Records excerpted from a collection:
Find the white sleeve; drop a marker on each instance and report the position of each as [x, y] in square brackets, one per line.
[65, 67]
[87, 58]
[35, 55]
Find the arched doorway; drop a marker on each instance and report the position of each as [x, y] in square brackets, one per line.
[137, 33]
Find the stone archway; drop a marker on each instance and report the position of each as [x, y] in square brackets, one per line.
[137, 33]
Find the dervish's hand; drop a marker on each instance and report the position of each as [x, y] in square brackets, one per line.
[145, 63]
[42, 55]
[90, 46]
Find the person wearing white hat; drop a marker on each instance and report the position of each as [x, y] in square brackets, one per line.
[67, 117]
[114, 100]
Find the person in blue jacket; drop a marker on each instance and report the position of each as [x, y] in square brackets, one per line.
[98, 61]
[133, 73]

- [EXERCISE DETAILS]: Reproduce the records exactly as they appear.

- [ANSWER TO THE EXERCISE]:
Find the white sleeve; drop a marker on each instance and report the position of each as [x, y] in square brackets, one per line.
[65, 67]
[87, 58]
[35, 55]
Find the arched doorway; drop a marker on each instance and report the position of each as [x, y] in square brackets, one per line.
[137, 33]
Find the stone archway; drop a marker on each instance and report the position of each as [x, y] in square brackets, one per line.
[137, 33]
Find the dervish's hand; drop a marker on each instance and report the position of each as [x, y] in square brackets, one per line.
[145, 63]
[42, 55]
[90, 46]
Find the person wearing white hat; drop a marker on each instance and report the position of each as [x, y] in square brackets, one per line.
[67, 117]
[114, 100]
Find the person in blue jacket; drop a marker on each instance and report the position of each as [x, y] in square brackets, one per line.
[98, 61]
[133, 73]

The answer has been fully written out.